- _Material for the task_
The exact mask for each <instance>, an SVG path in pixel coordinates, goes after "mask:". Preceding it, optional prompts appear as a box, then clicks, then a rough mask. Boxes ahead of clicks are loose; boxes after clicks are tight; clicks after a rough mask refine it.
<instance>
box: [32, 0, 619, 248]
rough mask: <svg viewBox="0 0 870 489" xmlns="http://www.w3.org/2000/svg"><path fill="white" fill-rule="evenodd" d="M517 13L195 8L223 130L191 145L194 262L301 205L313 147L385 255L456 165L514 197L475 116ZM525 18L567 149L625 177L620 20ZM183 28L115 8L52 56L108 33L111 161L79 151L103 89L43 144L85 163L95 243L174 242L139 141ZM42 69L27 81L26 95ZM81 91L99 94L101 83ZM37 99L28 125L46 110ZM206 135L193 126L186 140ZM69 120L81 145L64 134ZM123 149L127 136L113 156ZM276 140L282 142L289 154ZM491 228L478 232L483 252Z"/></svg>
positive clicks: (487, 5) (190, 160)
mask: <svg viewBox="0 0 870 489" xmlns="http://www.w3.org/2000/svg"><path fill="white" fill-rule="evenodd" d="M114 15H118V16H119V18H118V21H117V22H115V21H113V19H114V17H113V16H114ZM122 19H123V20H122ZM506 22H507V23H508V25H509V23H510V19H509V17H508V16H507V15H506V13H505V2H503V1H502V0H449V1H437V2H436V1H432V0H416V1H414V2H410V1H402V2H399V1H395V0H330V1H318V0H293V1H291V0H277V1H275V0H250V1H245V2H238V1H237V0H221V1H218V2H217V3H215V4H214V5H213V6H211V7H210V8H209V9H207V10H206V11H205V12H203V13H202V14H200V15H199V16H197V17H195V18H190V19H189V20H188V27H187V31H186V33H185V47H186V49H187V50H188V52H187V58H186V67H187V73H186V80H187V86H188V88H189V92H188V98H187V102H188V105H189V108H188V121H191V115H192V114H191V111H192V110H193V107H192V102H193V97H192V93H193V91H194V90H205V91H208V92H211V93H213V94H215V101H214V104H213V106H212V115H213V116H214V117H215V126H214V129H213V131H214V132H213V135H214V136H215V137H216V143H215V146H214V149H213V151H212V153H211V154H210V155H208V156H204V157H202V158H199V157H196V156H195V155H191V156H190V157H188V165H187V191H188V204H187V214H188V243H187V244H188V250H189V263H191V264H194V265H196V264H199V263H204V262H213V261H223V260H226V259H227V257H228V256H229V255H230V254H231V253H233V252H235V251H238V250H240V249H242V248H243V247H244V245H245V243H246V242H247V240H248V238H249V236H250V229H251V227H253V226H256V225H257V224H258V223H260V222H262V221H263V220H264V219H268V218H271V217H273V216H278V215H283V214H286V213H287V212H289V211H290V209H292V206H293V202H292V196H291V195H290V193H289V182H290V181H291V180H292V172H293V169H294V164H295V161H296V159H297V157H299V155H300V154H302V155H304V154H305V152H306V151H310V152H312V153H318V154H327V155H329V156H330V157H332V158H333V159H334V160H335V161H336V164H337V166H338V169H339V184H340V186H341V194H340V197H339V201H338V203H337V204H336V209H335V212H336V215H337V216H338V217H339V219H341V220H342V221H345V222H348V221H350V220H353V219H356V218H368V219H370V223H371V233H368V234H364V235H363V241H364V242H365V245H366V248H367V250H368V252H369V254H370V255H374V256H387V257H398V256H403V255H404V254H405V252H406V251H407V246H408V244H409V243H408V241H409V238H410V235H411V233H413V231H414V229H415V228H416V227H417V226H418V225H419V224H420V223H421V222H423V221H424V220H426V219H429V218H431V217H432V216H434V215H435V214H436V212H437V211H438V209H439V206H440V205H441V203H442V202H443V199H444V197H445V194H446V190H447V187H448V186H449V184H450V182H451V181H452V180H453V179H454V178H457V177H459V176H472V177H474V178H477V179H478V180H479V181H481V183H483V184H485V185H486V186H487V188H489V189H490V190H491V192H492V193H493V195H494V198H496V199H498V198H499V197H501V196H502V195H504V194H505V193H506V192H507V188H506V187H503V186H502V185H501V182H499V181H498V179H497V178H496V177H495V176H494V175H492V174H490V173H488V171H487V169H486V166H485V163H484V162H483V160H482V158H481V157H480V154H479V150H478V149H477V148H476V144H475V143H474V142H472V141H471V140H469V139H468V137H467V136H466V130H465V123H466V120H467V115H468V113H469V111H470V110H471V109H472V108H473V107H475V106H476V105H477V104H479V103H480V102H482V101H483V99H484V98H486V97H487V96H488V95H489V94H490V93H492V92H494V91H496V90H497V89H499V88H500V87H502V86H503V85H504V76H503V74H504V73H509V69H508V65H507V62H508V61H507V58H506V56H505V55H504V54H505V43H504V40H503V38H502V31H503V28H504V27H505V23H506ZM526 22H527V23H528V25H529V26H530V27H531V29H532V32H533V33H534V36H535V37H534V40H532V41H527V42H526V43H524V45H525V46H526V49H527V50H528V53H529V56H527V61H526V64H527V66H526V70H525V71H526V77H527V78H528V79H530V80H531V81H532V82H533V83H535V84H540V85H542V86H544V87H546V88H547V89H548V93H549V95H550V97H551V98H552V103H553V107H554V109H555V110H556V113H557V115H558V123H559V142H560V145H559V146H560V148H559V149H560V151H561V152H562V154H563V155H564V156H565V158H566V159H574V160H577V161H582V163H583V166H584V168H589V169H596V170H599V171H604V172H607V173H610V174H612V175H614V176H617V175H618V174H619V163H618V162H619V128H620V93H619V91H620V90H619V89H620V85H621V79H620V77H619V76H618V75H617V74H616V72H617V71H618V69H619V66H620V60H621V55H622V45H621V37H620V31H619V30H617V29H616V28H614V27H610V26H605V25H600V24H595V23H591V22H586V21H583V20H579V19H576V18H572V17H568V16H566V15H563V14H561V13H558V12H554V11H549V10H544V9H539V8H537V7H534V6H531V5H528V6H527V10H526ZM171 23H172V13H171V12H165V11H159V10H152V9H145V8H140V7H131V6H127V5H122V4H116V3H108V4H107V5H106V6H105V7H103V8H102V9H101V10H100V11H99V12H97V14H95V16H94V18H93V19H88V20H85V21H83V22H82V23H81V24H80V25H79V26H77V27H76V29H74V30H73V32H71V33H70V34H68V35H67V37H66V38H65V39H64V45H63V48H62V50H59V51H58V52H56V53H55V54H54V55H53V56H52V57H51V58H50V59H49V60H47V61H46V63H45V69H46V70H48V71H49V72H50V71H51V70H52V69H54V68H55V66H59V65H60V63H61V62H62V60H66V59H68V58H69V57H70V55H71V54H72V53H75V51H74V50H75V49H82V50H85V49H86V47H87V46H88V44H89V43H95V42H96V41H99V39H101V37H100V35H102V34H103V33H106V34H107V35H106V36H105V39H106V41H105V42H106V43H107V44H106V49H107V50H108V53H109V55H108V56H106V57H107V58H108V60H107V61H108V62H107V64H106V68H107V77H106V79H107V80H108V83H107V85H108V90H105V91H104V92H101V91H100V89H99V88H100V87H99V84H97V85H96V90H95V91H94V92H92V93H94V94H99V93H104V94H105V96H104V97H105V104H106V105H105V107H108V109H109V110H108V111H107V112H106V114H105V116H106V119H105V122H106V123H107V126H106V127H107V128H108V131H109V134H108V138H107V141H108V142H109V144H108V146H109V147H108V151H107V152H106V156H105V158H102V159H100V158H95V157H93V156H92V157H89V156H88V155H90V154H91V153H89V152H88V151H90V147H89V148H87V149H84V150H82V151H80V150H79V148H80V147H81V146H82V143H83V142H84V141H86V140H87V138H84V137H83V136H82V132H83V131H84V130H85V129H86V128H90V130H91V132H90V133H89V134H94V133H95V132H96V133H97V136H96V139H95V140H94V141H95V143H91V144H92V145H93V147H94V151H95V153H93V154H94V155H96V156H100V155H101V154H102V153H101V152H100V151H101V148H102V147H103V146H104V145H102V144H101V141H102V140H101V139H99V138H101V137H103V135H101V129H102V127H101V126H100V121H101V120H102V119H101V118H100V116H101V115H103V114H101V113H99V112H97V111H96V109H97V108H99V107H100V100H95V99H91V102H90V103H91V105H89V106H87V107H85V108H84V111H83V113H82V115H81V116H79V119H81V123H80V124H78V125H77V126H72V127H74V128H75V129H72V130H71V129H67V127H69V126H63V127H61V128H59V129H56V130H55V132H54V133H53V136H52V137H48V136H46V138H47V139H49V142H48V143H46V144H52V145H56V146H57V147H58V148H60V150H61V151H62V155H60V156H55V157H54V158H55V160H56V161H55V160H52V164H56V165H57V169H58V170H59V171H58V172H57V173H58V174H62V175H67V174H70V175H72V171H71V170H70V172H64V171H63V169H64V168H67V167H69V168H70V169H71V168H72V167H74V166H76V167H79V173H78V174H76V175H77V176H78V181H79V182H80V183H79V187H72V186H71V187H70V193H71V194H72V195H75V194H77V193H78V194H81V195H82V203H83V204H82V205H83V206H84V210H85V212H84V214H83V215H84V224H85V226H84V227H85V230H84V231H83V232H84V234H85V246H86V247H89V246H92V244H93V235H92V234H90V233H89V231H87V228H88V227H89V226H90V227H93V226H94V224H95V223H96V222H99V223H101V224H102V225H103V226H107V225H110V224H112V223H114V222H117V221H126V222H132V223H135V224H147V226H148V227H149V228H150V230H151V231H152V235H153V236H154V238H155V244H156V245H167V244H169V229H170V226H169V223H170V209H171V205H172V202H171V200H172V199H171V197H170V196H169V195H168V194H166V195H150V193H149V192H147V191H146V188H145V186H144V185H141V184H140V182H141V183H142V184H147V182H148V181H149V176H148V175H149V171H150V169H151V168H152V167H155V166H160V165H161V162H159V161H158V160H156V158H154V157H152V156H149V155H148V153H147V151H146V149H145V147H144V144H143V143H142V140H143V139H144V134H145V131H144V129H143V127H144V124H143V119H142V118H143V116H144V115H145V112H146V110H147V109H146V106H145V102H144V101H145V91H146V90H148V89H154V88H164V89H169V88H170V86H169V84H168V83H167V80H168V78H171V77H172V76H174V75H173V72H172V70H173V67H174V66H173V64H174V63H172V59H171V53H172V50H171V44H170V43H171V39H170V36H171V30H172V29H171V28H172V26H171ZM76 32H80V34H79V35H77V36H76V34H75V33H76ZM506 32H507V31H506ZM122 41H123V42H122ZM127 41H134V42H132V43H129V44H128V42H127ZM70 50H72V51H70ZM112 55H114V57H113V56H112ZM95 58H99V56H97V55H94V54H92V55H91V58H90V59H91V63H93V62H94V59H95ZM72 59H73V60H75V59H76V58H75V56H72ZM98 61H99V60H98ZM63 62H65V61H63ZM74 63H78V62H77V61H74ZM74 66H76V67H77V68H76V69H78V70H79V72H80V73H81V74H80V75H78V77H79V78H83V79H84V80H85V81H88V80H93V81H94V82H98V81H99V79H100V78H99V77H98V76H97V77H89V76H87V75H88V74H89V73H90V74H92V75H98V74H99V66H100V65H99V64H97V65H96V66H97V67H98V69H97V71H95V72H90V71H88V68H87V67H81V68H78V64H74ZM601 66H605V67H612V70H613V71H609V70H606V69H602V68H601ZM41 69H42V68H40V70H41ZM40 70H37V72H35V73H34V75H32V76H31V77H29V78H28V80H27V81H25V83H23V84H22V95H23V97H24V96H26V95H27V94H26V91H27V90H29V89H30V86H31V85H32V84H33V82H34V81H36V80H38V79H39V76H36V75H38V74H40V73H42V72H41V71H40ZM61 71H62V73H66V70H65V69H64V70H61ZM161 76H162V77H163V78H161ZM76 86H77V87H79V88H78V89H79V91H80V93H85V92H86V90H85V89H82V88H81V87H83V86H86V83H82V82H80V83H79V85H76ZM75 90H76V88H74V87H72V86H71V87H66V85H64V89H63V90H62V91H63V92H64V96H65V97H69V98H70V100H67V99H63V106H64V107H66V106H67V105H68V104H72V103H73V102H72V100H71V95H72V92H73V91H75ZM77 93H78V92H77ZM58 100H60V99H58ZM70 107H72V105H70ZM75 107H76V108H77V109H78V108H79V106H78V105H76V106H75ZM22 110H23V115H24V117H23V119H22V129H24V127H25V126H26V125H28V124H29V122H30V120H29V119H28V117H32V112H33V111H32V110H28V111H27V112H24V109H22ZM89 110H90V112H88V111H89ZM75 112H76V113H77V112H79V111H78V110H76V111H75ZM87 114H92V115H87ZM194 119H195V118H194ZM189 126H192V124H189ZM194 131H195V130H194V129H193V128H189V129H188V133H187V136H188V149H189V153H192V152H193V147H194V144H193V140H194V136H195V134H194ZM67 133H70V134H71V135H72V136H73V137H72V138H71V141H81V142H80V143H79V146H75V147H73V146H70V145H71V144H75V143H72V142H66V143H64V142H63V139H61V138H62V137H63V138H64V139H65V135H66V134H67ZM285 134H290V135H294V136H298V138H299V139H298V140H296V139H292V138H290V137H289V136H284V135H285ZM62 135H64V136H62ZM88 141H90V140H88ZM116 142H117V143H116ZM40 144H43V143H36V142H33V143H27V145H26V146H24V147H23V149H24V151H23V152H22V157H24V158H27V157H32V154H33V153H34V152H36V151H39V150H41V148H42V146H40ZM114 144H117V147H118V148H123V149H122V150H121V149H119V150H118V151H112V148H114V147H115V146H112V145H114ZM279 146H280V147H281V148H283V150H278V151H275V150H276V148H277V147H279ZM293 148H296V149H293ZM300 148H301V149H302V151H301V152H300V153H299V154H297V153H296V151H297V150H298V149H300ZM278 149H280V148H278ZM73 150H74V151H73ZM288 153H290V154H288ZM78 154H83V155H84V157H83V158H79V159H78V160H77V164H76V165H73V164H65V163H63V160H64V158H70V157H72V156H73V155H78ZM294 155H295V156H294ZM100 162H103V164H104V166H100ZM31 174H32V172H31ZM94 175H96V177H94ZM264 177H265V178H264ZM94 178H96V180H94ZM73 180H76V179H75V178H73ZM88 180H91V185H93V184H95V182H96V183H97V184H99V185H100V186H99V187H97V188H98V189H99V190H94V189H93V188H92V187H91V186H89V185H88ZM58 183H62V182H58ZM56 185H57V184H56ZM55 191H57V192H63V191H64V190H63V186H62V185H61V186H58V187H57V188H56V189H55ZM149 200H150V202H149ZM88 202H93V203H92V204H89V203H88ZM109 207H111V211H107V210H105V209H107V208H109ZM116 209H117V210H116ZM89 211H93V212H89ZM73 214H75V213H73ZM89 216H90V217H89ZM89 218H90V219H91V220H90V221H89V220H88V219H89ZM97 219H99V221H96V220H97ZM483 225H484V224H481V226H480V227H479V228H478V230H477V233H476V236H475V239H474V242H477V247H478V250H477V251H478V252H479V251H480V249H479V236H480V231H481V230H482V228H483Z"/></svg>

- _Your assignment_
Return the entries exactly through the "box: [32, 0, 619, 248]" line.

- _Result below_
The exact mask for each <instance>, an SVG path in pixel coordinates, goes after "mask:". Preceding it, optional prompts appear as a box, then clicks, then a rough mask. Boxes ahead of clicks are loose; boxes after clicks are tight; clicks after a rough mask refine it.
<instance>
box: [32, 0, 619, 248]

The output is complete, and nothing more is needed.